Is that the language of someone who's "impartial," willing to conduct a thorough investigation and present the results to a grand jury hoping that they'll give the green light to prosecute the officer if that's what's warranted?

Last week I said that the officer was sly in saying that he feared for his life when he killed Dean Gaymon, since that's, surprise surprise, what he'd need to be feeling to justify killing Gaymon. Considering the prosecutor's actions now, I'm not so sure. It was the prosecutor who used those specific words, and there's no reason to believe that the cop came up with that himself. Was the prosecutor, the day this shooting happened, already trying to sell the public on "self-defense"?

The story was already suspicious for several reasons. First, there was the fact that the police officer said he returned to where he made a cruising arrest several minutes later, alone, to retrieve his handcuffs that he had apparently not used in the arrest. Dean Gaymon was there "engaged in a sex act" in this same place the cops just busted and made arrests (no one shouted "run"? What kind of cruisers are these?). Then he said that Gaymon walked over to him while "engaged in a sex act" and propositioned him, then that Gaymon ran when he saw it was an officer and he chased after him (for a misdemeanor). Then he said that he couldn't handcuff the CEO, and that the super-villain Gaymon tried to disarm him, lunge at him, and reach into his pocket at the same time (how many arms did he have again?) and so the officer just had to kill him.

That could all be true, and maybe it's generally factual and a few details got mixed around in the heat of the moment. But it should be enough to make an "impartial" prosecutor suspicious (if anyone else killed an unarmed man a prosecutor would be at least suspicious) and not automatically accept and relate to the press the police officer's version of the events, instead of using the exact terms needed to get the officer off the hook. That's what a defense attorney does, not a prosecutor.

So there's going to be a cover-up here. The prosecutor and the police officer may have known each other already, and if they didn't the prosecutor probably golfs with the cop's boss. No one wants to be the narc here sending a decent man to prison, especially when they think it was just a faggot who got killed. Too bad the state didn't investigate, because now no one's going to be satisfied with the process.

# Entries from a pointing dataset
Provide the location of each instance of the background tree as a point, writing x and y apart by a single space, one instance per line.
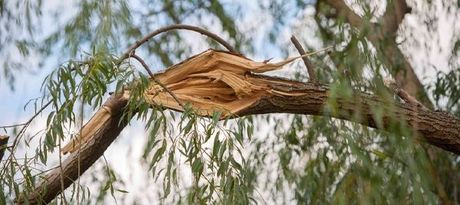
261 158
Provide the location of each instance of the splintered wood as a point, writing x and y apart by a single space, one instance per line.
214 81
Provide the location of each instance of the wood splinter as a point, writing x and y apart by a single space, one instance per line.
406 97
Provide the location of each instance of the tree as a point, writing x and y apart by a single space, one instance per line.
354 137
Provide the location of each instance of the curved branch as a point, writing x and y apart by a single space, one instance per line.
239 92
177 27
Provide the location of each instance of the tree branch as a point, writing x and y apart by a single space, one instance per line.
177 27
208 83
101 130
308 65
383 37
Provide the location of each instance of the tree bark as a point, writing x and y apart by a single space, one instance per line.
222 81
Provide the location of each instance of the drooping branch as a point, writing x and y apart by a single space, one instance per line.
99 132
177 27
226 82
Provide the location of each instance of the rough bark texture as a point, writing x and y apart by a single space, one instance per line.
103 128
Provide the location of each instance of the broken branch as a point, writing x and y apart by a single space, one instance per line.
230 83
308 65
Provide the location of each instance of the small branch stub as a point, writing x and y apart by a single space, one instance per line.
310 68
3 142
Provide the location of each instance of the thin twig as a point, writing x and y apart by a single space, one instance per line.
310 68
176 27
3 142
146 67
20 133
405 96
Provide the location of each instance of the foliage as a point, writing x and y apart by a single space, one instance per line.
258 159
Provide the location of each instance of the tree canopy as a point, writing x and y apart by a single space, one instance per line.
359 105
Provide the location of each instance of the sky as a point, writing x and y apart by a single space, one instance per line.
124 155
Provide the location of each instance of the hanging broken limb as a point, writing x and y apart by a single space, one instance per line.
222 81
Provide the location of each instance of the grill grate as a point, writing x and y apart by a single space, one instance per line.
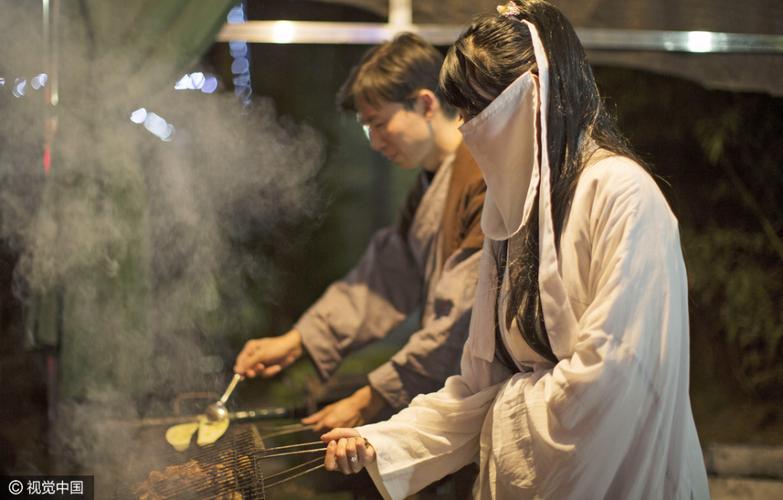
231 468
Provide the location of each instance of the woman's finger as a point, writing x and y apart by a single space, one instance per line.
342 458
364 452
330 462
351 451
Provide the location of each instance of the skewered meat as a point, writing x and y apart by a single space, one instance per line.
191 478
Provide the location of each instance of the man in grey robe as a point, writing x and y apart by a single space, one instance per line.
428 261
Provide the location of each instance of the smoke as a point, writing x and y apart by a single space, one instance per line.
140 258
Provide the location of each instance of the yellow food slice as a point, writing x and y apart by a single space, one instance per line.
209 432
178 436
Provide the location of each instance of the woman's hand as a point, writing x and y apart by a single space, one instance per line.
347 451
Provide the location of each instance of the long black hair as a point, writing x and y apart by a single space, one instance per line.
490 55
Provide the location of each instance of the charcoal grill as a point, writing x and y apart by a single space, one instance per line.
232 468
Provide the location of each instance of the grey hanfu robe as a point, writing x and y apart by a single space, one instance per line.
427 262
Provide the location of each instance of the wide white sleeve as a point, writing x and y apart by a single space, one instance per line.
612 420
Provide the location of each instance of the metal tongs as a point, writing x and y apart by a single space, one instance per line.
217 411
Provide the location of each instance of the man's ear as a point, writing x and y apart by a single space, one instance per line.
427 103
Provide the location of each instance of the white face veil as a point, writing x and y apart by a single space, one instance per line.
504 141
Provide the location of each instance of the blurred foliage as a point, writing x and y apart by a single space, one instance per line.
719 156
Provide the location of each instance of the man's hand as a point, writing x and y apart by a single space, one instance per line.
357 409
268 356
347 450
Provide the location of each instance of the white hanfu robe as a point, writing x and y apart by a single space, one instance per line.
612 419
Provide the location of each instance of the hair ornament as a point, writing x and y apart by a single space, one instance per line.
510 9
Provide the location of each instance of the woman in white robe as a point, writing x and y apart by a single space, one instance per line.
574 378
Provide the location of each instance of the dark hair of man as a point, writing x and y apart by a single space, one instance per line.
394 72
490 55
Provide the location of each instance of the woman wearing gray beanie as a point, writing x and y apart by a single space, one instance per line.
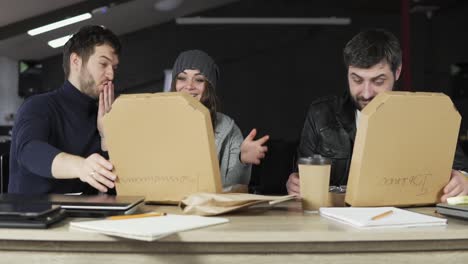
196 73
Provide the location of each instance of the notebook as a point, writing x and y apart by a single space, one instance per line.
362 217
147 228
460 210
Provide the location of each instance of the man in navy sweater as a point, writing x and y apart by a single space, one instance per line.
56 143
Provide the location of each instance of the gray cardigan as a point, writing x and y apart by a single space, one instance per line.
228 139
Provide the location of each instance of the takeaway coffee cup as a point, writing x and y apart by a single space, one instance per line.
314 175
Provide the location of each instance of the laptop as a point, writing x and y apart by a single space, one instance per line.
459 211
32 214
84 205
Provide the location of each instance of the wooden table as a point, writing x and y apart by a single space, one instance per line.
283 234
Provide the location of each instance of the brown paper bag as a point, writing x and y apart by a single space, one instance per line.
216 204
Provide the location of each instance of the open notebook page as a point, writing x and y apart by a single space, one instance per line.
361 217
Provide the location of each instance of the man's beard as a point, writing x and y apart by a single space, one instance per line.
359 102
88 85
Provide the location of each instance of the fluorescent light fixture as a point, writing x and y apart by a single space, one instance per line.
59 42
264 21
59 24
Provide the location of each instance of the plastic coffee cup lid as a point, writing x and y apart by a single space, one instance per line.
316 159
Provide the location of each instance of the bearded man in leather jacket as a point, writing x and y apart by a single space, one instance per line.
373 60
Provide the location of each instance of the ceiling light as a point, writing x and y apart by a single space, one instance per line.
59 42
264 21
59 24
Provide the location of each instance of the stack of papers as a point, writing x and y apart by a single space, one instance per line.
147 228
390 217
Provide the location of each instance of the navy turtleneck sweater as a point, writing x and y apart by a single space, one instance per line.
63 120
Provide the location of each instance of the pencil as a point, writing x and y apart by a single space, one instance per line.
382 215
120 217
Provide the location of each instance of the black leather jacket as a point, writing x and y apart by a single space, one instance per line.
330 129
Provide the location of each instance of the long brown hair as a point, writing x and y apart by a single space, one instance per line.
208 99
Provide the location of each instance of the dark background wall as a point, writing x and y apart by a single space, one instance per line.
270 74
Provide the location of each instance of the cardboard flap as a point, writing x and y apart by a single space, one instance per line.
162 146
404 150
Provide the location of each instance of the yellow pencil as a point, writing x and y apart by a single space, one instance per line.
382 215
120 217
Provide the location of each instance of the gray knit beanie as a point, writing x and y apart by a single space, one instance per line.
196 60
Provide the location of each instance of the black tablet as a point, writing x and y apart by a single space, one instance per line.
29 215
26 209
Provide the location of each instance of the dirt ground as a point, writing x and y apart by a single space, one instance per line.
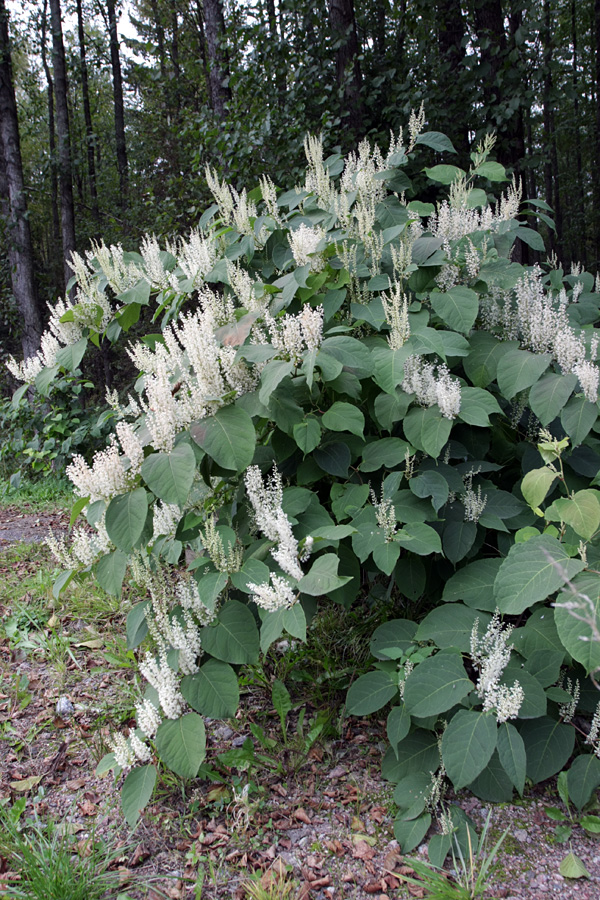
322 819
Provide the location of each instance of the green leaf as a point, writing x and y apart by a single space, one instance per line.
136 792
125 518
474 584
386 452
307 434
458 307
398 724
181 744
436 684
536 485
137 624
577 418
511 751
476 406
519 369
467 745
444 174
427 430
436 140
548 745
392 639
234 637
323 577
213 690
70 356
170 475
573 867
527 575
583 778
417 753
229 437
344 417
110 572
451 626
410 834
549 395
581 511
370 692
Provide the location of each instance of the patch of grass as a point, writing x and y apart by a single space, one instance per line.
47 493
46 863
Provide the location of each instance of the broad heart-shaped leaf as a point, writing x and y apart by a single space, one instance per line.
344 417
476 406
392 639
213 690
323 577
527 575
136 792
583 778
519 369
417 753
467 745
229 437
110 572
577 418
577 636
474 584
511 751
427 429
548 745
181 744
234 637
370 692
70 356
536 485
457 307
581 511
398 724
126 517
170 475
550 394
436 684
410 834
451 626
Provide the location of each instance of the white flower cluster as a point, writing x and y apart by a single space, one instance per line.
454 220
432 385
293 335
490 655
111 473
266 499
304 242
395 308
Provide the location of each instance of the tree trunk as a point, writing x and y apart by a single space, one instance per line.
65 176
218 64
55 242
347 66
87 114
14 201
121 146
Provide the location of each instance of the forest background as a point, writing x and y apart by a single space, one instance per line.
115 132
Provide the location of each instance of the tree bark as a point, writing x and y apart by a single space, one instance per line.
87 114
218 64
65 174
347 66
14 201
121 145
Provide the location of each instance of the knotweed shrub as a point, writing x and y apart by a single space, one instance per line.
365 395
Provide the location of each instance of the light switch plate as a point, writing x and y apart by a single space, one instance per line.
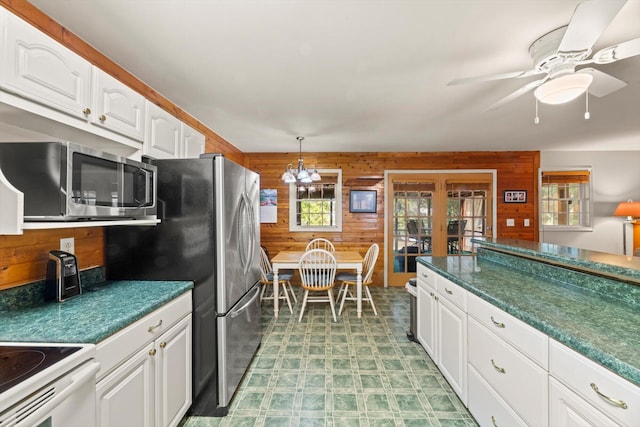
68 245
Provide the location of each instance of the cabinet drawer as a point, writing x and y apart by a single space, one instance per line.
519 381
579 373
426 275
567 409
528 340
487 406
455 294
114 350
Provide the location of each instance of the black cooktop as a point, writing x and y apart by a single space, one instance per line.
17 363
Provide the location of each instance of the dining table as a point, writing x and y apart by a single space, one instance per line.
345 260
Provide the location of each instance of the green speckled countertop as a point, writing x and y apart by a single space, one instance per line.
598 317
99 312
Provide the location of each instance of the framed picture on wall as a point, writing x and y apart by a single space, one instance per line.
515 196
363 201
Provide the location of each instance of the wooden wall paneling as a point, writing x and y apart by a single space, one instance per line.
360 230
23 258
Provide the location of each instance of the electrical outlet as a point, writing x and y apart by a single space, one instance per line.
68 245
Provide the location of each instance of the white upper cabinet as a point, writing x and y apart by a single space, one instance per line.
37 67
192 142
117 107
162 133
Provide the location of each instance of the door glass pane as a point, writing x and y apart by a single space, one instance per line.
467 213
412 221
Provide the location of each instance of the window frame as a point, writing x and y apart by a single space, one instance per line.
293 205
586 225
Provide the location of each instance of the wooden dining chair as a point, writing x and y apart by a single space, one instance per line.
317 269
321 243
266 279
348 278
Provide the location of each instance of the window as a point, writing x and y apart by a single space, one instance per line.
317 206
566 199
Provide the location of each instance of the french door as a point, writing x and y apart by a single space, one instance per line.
434 214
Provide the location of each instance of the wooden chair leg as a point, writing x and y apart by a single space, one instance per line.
286 296
373 306
304 304
342 295
293 294
332 303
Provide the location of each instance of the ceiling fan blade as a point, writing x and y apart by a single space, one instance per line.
490 77
603 84
617 52
513 95
587 24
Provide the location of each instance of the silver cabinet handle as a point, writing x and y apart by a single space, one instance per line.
498 368
498 324
614 402
151 328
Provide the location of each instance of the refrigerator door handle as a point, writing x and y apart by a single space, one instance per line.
239 310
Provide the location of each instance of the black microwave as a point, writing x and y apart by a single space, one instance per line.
63 181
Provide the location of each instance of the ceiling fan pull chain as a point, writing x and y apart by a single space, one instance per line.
586 113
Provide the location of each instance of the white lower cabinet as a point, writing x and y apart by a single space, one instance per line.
145 378
442 327
487 407
519 381
567 409
593 388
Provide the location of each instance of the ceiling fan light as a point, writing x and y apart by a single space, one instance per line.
564 88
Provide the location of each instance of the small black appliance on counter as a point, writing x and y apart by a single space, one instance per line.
63 277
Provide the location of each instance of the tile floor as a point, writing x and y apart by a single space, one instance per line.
356 372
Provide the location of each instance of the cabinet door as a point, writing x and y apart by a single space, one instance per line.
452 346
125 397
426 319
173 380
192 143
116 106
162 133
39 68
567 409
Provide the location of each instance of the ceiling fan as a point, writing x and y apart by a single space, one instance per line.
559 52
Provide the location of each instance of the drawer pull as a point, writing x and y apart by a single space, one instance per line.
498 368
614 402
498 324
151 328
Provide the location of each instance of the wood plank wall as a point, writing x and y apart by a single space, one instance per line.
23 258
515 171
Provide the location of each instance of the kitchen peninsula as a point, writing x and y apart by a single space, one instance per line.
523 318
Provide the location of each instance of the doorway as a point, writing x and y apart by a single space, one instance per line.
434 214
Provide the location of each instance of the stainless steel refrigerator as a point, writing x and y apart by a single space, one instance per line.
210 233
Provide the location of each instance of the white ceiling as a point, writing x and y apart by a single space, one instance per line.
360 75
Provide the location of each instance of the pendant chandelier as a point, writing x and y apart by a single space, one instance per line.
300 174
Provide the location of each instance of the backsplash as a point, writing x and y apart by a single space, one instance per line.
31 294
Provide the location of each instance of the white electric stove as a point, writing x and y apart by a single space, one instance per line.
52 385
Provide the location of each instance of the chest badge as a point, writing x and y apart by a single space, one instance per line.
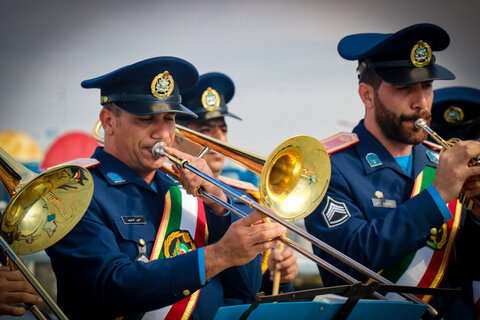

# EXERCISE REQUIREMENTS
Transcribe the passage of the commentary on the Dean Gaymon shooting starting at "That could all" and ending at "not a prosecutor.". The items above were drawn from a source unrelated to the commentary.

# SOLUTION TO THE EXERCISE
That could all be true, and maybe it's generally factual and a few details got mixed around in the heat of the moment. But it should be enough to make an "impartial" prosecutor suspicious (if anyone else killed an unarmed man a prosecutor would be at least suspicious) and not automatically accept and relate to the press the police officer's version of the events, instead of using the exact terms needed to get the officer off the hook. That's what a defense attorney does, not a prosecutor.